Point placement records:
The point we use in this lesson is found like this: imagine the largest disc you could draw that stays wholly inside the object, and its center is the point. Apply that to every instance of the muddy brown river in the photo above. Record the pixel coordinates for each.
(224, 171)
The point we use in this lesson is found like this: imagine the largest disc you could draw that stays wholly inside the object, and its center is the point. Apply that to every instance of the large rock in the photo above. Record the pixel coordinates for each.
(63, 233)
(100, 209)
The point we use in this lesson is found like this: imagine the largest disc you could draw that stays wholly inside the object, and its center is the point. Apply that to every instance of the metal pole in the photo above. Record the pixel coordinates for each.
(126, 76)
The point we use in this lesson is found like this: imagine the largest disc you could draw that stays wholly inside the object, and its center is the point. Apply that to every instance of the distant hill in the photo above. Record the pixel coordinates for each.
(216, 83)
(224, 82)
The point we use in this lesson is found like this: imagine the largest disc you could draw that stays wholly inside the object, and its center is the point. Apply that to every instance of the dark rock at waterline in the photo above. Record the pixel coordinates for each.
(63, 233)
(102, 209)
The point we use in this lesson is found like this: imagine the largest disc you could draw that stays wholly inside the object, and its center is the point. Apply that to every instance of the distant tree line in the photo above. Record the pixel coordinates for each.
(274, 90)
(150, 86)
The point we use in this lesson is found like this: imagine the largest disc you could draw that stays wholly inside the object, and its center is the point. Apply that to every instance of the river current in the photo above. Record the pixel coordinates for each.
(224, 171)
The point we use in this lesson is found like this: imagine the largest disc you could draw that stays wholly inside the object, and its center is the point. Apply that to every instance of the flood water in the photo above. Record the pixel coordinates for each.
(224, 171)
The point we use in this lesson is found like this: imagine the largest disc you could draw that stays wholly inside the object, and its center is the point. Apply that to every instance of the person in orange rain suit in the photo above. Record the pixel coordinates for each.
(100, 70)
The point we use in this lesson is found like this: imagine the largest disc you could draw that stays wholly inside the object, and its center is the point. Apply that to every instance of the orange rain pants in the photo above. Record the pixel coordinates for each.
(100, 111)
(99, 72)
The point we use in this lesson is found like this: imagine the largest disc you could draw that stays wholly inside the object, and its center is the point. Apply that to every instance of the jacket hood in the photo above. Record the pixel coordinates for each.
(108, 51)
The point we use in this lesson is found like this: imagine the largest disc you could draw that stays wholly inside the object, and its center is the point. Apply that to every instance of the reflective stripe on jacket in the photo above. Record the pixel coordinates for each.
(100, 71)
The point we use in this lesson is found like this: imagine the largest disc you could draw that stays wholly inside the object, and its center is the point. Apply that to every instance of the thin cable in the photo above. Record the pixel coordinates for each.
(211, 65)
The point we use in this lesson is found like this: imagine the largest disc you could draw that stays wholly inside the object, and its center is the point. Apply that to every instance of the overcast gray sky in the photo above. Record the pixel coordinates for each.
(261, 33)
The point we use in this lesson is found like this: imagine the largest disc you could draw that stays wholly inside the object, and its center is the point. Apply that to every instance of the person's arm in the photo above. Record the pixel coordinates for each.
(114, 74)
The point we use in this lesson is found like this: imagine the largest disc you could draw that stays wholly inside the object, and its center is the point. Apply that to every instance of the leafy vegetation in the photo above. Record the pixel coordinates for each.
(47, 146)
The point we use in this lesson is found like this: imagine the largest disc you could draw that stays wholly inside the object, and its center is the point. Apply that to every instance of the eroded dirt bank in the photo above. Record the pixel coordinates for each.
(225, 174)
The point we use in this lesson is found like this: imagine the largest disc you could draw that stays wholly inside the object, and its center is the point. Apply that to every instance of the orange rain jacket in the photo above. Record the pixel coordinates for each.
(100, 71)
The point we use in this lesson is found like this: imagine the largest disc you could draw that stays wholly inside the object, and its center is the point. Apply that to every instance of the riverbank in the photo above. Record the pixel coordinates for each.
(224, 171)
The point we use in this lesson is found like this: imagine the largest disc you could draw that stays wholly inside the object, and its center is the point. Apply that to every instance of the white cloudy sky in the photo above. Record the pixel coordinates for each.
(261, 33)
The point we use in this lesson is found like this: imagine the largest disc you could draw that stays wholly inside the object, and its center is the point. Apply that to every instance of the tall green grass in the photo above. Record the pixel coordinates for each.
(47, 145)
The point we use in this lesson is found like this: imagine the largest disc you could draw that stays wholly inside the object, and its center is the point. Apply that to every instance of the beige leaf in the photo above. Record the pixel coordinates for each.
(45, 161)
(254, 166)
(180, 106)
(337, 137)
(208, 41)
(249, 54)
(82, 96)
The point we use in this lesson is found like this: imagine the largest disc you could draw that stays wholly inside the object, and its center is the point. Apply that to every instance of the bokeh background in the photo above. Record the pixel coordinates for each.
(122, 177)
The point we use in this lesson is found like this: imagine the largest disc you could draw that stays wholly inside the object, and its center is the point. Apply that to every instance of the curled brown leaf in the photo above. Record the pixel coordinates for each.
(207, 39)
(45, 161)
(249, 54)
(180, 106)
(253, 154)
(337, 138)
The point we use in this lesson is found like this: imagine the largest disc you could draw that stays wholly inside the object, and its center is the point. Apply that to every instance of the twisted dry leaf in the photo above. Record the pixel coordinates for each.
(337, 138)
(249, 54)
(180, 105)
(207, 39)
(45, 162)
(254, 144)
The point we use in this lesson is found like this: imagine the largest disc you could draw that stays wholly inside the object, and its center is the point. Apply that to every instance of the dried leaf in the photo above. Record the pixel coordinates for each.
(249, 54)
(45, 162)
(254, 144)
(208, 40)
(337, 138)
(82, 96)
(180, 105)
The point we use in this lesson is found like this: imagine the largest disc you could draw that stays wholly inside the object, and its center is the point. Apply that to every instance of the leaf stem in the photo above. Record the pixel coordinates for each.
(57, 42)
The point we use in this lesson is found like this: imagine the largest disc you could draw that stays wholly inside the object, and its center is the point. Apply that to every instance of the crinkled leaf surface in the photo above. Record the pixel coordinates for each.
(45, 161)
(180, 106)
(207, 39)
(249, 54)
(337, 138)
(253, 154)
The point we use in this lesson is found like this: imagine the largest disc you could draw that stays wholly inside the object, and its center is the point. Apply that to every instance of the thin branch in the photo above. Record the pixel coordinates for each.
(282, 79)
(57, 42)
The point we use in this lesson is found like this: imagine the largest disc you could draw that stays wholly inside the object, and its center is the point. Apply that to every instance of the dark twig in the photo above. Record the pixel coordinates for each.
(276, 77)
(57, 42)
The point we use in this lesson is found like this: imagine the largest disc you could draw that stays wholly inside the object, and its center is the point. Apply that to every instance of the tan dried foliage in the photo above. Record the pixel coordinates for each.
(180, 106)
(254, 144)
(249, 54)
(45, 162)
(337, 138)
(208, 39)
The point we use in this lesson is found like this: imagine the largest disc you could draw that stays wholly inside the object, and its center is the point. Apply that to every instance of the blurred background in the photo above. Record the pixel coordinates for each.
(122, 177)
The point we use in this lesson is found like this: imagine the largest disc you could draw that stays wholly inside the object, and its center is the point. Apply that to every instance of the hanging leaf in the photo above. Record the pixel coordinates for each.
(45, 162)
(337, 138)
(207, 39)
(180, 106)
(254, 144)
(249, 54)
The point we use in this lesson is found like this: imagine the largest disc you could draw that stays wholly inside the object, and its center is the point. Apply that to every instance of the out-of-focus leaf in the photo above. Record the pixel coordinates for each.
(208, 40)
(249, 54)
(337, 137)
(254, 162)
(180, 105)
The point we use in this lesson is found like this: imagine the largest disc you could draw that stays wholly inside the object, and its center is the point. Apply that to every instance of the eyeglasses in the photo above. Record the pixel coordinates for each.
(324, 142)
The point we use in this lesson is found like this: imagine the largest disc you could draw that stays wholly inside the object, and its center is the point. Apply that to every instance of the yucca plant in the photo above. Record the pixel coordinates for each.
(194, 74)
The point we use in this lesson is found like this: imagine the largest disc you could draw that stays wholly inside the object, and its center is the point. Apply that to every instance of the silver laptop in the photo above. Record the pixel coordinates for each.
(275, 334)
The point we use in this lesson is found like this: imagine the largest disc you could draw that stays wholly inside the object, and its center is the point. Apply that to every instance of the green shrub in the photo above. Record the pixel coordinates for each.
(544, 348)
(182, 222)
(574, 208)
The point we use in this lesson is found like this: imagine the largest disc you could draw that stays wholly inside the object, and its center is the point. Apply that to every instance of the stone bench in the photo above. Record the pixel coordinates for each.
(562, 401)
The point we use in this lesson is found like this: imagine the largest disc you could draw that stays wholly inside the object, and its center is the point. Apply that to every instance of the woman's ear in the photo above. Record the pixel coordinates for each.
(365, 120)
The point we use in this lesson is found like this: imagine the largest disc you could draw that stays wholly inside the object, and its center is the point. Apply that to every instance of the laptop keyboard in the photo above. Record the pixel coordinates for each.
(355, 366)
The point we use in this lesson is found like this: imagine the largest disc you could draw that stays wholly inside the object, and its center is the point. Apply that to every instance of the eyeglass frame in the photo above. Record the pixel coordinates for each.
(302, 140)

TO BE DONE >> With the line containing "of the laptop" as the first and the last line of the records as the final one, print exactly the lines in that span.

EXERCISE ANSWER >>
The point we use in this lesson is found like this: imagine the largest disc you could draw that stays wholly inside the object, and its center is the point. Apply that to every instance of the laptop keyboard in the photo above. Record the pixel coordinates for each.
(355, 366)
The point we use in this lesson is found like this: imagine the largest disc you could draw that stays wholly inside the object, and its center is the point. Apply that to every instance of the eyeglass frame in the photo above. Record the pixel coordinates for each.
(302, 140)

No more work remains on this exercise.